**DIRECTIVE**
Each record below should be output verbatim, without pictures.
···
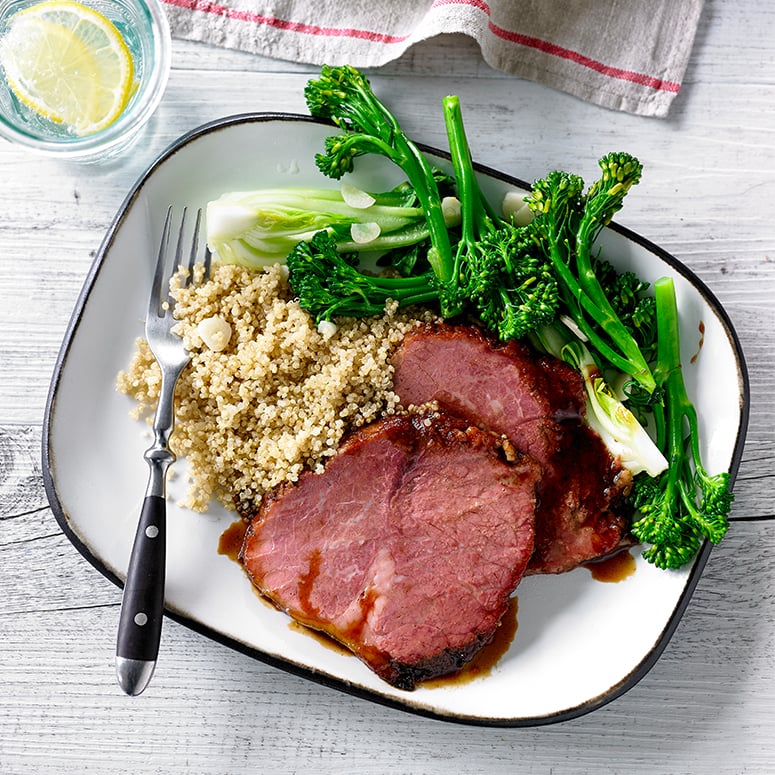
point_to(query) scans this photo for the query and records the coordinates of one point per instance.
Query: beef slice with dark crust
(406, 548)
(538, 402)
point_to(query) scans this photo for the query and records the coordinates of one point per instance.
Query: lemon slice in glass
(68, 63)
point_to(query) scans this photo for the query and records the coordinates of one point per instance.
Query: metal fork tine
(194, 245)
(142, 605)
(154, 302)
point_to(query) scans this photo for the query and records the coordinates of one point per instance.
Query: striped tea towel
(627, 55)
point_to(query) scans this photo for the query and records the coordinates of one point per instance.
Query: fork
(139, 629)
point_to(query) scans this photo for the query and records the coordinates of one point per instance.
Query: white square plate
(580, 642)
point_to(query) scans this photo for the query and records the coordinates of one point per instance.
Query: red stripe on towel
(216, 9)
(517, 38)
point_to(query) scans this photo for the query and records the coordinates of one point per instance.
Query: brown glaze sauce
(612, 569)
(486, 659)
(230, 542)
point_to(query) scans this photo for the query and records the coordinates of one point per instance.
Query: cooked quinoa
(279, 395)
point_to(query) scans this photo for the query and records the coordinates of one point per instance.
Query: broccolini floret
(343, 95)
(568, 222)
(508, 283)
(685, 504)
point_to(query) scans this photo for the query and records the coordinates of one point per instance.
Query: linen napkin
(628, 55)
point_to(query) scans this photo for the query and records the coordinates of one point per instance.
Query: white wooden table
(707, 196)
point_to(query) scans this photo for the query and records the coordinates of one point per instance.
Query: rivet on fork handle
(142, 606)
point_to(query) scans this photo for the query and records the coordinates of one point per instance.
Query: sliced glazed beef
(538, 403)
(406, 548)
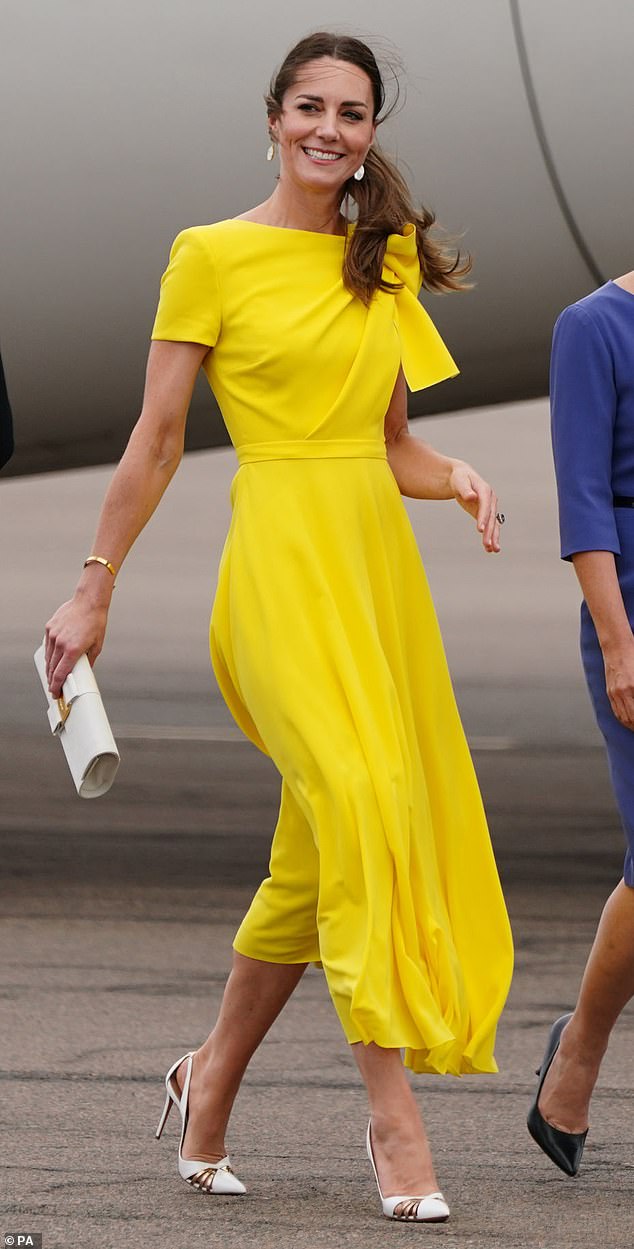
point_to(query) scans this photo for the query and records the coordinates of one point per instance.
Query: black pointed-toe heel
(563, 1148)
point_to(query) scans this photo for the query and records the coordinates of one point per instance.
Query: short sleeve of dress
(189, 305)
(583, 406)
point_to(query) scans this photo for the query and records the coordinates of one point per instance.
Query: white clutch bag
(81, 725)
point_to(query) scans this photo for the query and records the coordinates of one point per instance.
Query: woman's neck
(293, 209)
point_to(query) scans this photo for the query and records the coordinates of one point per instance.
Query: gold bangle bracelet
(99, 558)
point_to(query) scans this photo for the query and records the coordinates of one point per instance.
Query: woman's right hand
(78, 627)
(619, 682)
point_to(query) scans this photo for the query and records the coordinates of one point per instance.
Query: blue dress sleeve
(583, 406)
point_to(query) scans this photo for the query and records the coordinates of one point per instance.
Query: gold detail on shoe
(407, 1210)
(204, 1179)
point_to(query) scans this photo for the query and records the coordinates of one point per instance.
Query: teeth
(318, 155)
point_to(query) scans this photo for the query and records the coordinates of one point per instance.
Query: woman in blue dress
(592, 399)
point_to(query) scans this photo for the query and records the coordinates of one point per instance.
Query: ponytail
(385, 206)
(383, 200)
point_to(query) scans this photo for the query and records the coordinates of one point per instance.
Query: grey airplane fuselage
(125, 123)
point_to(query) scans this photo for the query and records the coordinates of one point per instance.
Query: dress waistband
(312, 449)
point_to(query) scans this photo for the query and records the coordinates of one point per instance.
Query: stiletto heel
(431, 1208)
(563, 1148)
(162, 1120)
(216, 1178)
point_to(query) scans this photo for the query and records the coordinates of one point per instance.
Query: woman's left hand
(479, 500)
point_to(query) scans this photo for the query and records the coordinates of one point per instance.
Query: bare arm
(422, 472)
(597, 573)
(149, 462)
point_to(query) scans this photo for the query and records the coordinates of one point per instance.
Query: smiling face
(326, 124)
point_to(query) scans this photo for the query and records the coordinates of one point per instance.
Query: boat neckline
(629, 294)
(265, 225)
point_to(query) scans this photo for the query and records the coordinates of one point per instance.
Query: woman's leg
(253, 997)
(607, 987)
(399, 1143)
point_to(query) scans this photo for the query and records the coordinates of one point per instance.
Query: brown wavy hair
(383, 200)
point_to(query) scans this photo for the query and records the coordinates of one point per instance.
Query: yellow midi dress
(326, 646)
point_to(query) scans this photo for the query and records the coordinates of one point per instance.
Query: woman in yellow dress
(323, 636)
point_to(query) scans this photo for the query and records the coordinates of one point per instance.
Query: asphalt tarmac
(117, 914)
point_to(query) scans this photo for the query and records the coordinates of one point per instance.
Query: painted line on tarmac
(232, 733)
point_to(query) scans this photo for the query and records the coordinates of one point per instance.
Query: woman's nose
(328, 126)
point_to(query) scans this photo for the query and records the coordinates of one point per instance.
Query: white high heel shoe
(431, 1208)
(206, 1177)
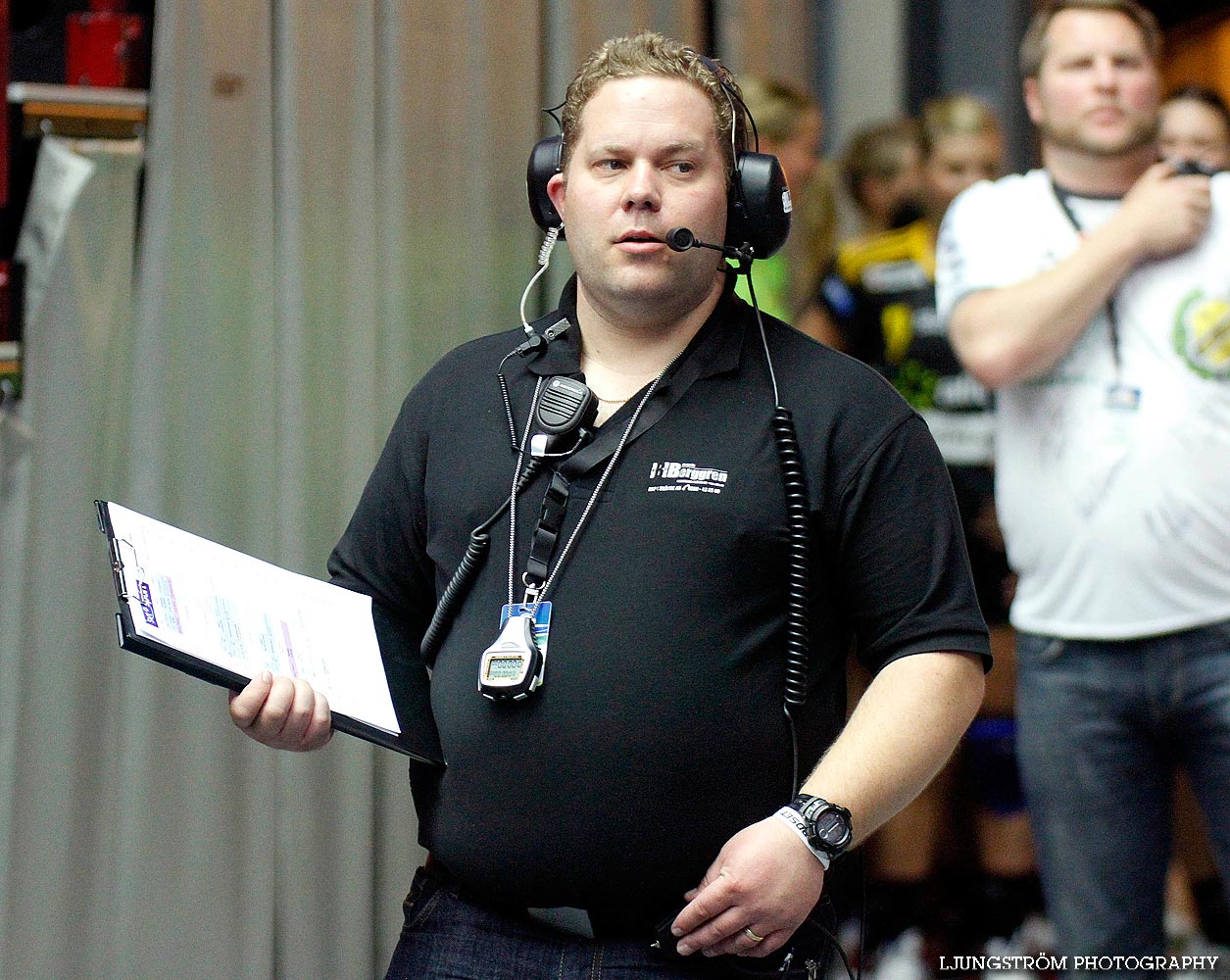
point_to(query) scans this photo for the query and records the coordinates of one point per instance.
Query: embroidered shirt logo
···
**TASK SOLUTION**
point_to(query) scans this photo for the query and records the coordinates of one point per instance.
Query: beef slice with dark crust
(406, 548)
(538, 402)
point_to(query) scans this photo for the query and records the coordinates of one point per instance.
Query: lemon slice in glass
(68, 63)
point_to(query) scans this photo for the query and records the coordinates of one point per instance.
Query: metal fork tine
(194, 245)
(142, 605)
(154, 302)
point_to(query) scans this photo for the query and records the coordinates of one point per instance.
Query: striped tea towel
(627, 55)
point_to(query) scans this photo for the query and records the coordinates of one point per instance.
Query: fork
(139, 629)
point_to(query) scans this photo for the query and records the coordinates of one point per instance.
Query: white square plate
(580, 642)
point_to(query) scans this photo for the query and records the coordinates of one point per instance.
Query: red stripe on towel
(216, 9)
(517, 38)
point_to(query) scans this photo for the query and records the coordinates of one point per instance.
Query: brown glaze sauce
(612, 569)
(486, 659)
(230, 542)
point_to(query) scans this photo for the query and records the coordinates of one point per instance.
Query: cooked quinoa
(279, 395)
point_to(query) scans this photo for the query and records the coordinates of one point per instance.
Query: broccolini floret
(343, 95)
(568, 222)
(508, 283)
(685, 504)
point_to(query) scans this photo for the query and records the coordinates of one point per instance.
Query: linen napkin
(628, 55)
point_to(query) scans this photo for the query and records the coordinates of one point per instance.
Query: white wooden table
(707, 196)
point_to(query) scans this photo for the query and records the coordinates of one point per instance.
Query: rivet on fork handle
(142, 606)
point_to(query) scans this photo for the query and records the coordinates of one point per instance.
Query: sliced glazed beef
(538, 403)
(406, 548)
point_to(query) scans this photo for the query and records the coordinates of one point per instance.
Query: black pointed-toe heel
(563, 1148)
point_to(query) scans this photo for the query and records the coordinates of one point per instance.
Query: short sleeve of dress
(189, 305)
(583, 406)
point_to(query) scans this photo for the query and records the coordinates of one point per instance.
Query: white clutch bag
(81, 725)
point_to(query) scans this photo for the query and records the coordinates of one point per instance.
Query: woman's neck
(293, 209)
point_to(query) scans this photo for the query and records the coordinates of one point per instance.
Query: gold bangle bracelet
(99, 558)
point_to(query) scans this photo for the query and records the coordinates of one point per instance.
Query: woman's right hand
(78, 627)
(619, 682)
point_to(query) scans this photo for the query and records the coordinates of one point per instance.
Query: blue dress sleeve
(583, 406)
point_to(query) scans this photo for the query and records the coordinates of one point per instance.
Query: gold detail on shoe
(407, 1210)
(204, 1179)
point_to(query) scans this photo for the query and records the coordinates of one point per instance.
Query: teeth
(318, 155)
point_to(query) scans this photo for the query and records the coordinates of one point per instance.
Query: woman in blue dress
(592, 399)
point_to(query) scans this photo for the query and records the coordinates of one point per instance.
Query: ponytail
(385, 206)
(383, 200)
point_to(query) scans this photo for the query and records the coordinates of one point per instance.
Query: grey airplane fuselage
(125, 123)
point_to(query) scans this photo for the query and records the coordinates of one point per instance.
Query: dress waistband
(312, 449)
point_to(query) scans this photo for the query and records the coordinates of one point per instance.
Query: stiletto heel
(431, 1208)
(563, 1148)
(162, 1120)
(216, 1178)
point_to(query) scans this photo for the query and records the coordinates of one point per instance.
Query: woman's left hand
(479, 500)
point_to(query) scans this photo for the query and records the coordinates of one point per instance.
Query: bare arm
(422, 472)
(597, 573)
(149, 462)
point_to(query) scans this photo for the query and records the coordinates of one point per instance.
Query: smiling face
(326, 124)
point_to(query) scans this photo for the query and records the coordinates of one point per instance.
Query: boat neckline
(629, 294)
(265, 225)
point_to(query) scans this photo for the query and records the coordinates of one point per instance.
Query: woman's leg
(253, 997)
(607, 987)
(399, 1143)
point_to(query) scans this photo for the query and records the coordinates of one point per instance.
Query: brown wavy hair
(383, 200)
point_to(query) scans this photo for the query and records the coordinates of one point per instance.
Query: yellow midi dress
(326, 646)
point_to(query) scans this photo for the query and records the coordinates of one point per instance.
Query: woman in yellow dress
(323, 636)
point_to(query) scans this photo for the query and records the coordinates of one point per instance.
Query: asphalt tarmac
(117, 914)
point_to(query) scans this photo for the query and records the coordinates of one point per instance.
Query: painted line on tarmac
(232, 733)
point_to(query) scans this photo for the query and records the coordinates of one point per instance.
Query: woman's nose
(328, 126)
point_to(query) scans this photo for the query and records the coordinates of one point per instance.
Query: white high heel shoe
(431, 1208)
(206, 1177)
point_to(query) scans this photo for the query and records the coordinates of one point per instance.
Query: embroidered shirt logo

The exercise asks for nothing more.